■ EXERCISE BRIEF
Copy out the data below, all of it, exactly.

■ ■ ■

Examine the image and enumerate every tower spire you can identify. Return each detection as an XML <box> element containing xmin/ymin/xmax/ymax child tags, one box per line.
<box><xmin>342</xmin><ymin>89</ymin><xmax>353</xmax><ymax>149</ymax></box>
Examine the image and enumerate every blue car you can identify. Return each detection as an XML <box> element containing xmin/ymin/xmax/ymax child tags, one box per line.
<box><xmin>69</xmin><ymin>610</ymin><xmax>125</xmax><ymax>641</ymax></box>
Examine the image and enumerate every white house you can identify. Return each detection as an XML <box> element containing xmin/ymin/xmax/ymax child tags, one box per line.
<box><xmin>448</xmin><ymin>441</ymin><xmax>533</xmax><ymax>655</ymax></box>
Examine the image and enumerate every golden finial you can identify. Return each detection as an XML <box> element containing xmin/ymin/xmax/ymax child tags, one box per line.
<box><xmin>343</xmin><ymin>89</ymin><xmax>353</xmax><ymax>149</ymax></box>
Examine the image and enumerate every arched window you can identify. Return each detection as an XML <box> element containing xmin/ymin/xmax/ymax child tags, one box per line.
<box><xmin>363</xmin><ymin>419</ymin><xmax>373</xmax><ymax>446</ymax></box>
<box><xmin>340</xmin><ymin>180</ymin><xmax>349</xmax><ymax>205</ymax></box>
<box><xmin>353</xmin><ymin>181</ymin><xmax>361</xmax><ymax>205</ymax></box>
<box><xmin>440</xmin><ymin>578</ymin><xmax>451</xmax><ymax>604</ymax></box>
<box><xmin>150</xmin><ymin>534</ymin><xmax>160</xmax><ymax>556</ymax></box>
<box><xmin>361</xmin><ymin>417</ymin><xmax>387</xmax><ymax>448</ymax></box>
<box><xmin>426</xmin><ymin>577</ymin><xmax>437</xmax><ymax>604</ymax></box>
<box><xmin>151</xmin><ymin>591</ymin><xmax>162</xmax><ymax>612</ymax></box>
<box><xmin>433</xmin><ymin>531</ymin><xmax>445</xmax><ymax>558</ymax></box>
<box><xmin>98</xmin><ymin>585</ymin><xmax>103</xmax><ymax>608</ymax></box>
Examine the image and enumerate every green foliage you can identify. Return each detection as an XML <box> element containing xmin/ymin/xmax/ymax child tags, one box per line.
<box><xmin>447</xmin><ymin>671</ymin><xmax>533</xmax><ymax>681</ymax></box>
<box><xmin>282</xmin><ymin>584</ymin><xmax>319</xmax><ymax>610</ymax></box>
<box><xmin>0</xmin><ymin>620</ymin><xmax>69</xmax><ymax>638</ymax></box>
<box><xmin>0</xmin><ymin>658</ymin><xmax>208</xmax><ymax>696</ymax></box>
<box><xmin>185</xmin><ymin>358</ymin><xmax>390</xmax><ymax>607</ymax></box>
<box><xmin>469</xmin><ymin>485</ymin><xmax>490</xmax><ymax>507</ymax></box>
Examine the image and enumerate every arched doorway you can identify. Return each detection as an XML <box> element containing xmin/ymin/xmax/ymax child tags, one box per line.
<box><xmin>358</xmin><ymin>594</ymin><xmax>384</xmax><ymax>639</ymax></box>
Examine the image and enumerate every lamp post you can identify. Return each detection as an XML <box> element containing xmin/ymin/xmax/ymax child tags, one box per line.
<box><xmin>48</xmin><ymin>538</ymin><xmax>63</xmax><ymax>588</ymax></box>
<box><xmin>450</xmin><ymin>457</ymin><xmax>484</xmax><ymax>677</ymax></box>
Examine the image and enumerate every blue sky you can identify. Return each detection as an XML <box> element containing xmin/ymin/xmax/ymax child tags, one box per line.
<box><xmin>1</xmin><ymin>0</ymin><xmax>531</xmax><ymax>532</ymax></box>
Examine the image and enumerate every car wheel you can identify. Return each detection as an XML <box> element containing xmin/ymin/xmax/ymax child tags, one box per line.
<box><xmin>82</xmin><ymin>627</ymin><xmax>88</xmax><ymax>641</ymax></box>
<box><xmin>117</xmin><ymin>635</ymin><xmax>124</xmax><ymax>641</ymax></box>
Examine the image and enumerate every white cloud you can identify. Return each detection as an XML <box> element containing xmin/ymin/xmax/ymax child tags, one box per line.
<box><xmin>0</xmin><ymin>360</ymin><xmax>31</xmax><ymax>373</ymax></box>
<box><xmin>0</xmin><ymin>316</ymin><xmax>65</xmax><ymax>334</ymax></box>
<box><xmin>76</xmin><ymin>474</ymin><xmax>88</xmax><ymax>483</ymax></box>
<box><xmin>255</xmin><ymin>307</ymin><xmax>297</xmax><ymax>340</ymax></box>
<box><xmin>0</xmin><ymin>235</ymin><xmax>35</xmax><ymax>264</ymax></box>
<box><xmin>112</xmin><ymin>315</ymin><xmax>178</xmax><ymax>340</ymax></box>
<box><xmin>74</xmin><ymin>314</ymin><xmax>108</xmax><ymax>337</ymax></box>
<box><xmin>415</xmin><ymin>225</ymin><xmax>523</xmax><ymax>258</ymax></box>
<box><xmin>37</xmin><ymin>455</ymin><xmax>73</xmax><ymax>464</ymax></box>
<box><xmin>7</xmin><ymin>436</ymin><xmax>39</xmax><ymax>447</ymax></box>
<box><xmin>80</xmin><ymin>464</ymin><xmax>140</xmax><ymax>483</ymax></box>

■ ■ ■

■ ANSWER AREA
Examine the image and enumerate every tower spire you can identify. Return each detection as an XML <box> element containing xmin/ymin/xmax/ymax child tags, one box per line.
<box><xmin>342</xmin><ymin>89</ymin><xmax>353</xmax><ymax>149</ymax></box>
Examine the image and enumerate every blue car you can identify. Return each detection as an XML <box> element containing xmin/ymin/xmax/ymax child tags, one box per line.
<box><xmin>69</xmin><ymin>610</ymin><xmax>125</xmax><ymax>641</ymax></box>
Examine the image and enumerate every white house you can identify. Return each detection as an XML <box> element containing xmin/ymin/xmax/ymax child tags, one box per line.
<box><xmin>448</xmin><ymin>441</ymin><xmax>533</xmax><ymax>655</ymax></box>
Examine the image and enumerate every golden finial you can identify. Return each detection as an XML <box> element containing xmin/ymin/xmax/ymax child tags, one box per line.
<box><xmin>343</xmin><ymin>89</ymin><xmax>353</xmax><ymax>149</ymax></box>
Examine the image and enumerate every arched window you can identify. Return each detection as an XML <box> element containing xmin/ymin/xmax/ymax child tags, one box per line.
<box><xmin>363</xmin><ymin>419</ymin><xmax>373</xmax><ymax>446</ymax></box>
<box><xmin>340</xmin><ymin>180</ymin><xmax>349</xmax><ymax>205</ymax></box>
<box><xmin>353</xmin><ymin>181</ymin><xmax>361</xmax><ymax>205</ymax></box>
<box><xmin>440</xmin><ymin>578</ymin><xmax>451</xmax><ymax>604</ymax></box>
<box><xmin>150</xmin><ymin>534</ymin><xmax>160</xmax><ymax>556</ymax></box>
<box><xmin>361</xmin><ymin>417</ymin><xmax>387</xmax><ymax>448</ymax></box>
<box><xmin>426</xmin><ymin>577</ymin><xmax>437</xmax><ymax>604</ymax></box>
<box><xmin>151</xmin><ymin>591</ymin><xmax>162</xmax><ymax>612</ymax></box>
<box><xmin>433</xmin><ymin>531</ymin><xmax>445</xmax><ymax>558</ymax></box>
<box><xmin>98</xmin><ymin>585</ymin><xmax>103</xmax><ymax>608</ymax></box>
Examine the image and enumerate every green foliage you can identify. Return each detection as an XML <box> element containing xmin/ymin/xmax/ymax child tags, one box per line.
<box><xmin>447</xmin><ymin>671</ymin><xmax>533</xmax><ymax>681</ymax></box>
<box><xmin>282</xmin><ymin>584</ymin><xmax>319</xmax><ymax>610</ymax></box>
<box><xmin>0</xmin><ymin>620</ymin><xmax>69</xmax><ymax>638</ymax></box>
<box><xmin>0</xmin><ymin>658</ymin><xmax>208</xmax><ymax>696</ymax></box>
<box><xmin>185</xmin><ymin>358</ymin><xmax>390</xmax><ymax>607</ymax></box>
<box><xmin>469</xmin><ymin>485</ymin><xmax>490</xmax><ymax>507</ymax></box>
Examine the image and enumerate every arched doorway you can identify. Return each detection as an XML <box> element containing xmin/ymin/xmax/ymax child tags, one box per line.
<box><xmin>358</xmin><ymin>594</ymin><xmax>384</xmax><ymax>639</ymax></box>
Examine the image and enumerate every lamp post you can identify. Return each detection as an XML <box> element containing xmin/ymin/xmax/ymax child tags, one box per line.
<box><xmin>48</xmin><ymin>538</ymin><xmax>63</xmax><ymax>588</ymax></box>
<box><xmin>450</xmin><ymin>457</ymin><xmax>484</xmax><ymax>677</ymax></box>
Examine the image and enumerate every blue sky you can identify. Return each detection as an XML <box> element containing xmin/ymin/xmax/ymax child tags, one box per line.
<box><xmin>1</xmin><ymin>0</ymin><xmax>531</xmax><ymax>532</ymax></box>
Examine the image and enumerate every car wheel you can identify. Return each detection as an XML <box> element containing xmin/ymin/xmax/ymax child tags, one box per line.
<box><xmin>82</xmin><ymin>627</ymin><xmax>88</xmax><ymax>641</ymax></box>
<box><xmin>117</xmin><ymin>635</ymin><xmax>124</xmax><ymax>641</ymax></box>
Examine the image and enumerate every white cloud you can identify. Return each detection as an XML <box> element containing xmin/ymin/xmax/ymax child tags, one box per line.
<box><xmin>0</xmin><ymin>360</ymin><xmax>31</xmax><ymax>373</ymax></box>
<box><xmin>0</xmin><ymin>316</ymin><xmax>65</xmax><ymax>334</ymax></box>
<box><xmin>76</xmin><ymin>474</ymin><xmax>88</xmax><ymax>483</ymax></box>
<box><xmin>255</xmin><ymin>307</ymin><xmax>297</xmax><ymax>340</ymax></box>
<box><xmin>0</xmin><ymin>235</ymin><xmax>35</xmax><ymax>264</ymax></box>
<box><xmin>112</xmin><ymin>315</ymin><xmax>178</xmax><ymax>340</ymax></box>
<box><xmin>74</xmin><ymin>314</ymin><xmax>108</xmax><ymax>337</ymax></box>
<box><xmin>415</xmin><ymin>225</ymin><xmax>523</xmax><ymax>258</ymax></box>
<box><xmin>37</xmin><ymin>455</ymin><xmax>73</xmax><ymax>464</ymax></box>
<box><xmin>7</xmin><ymin>436</ymin><xmax>39</xmax><ymax>447</ymax></box>
<box><xmin>80</xmin><ymin>464</ymin><xmax>140</xmax><ymax>483</ymax></box>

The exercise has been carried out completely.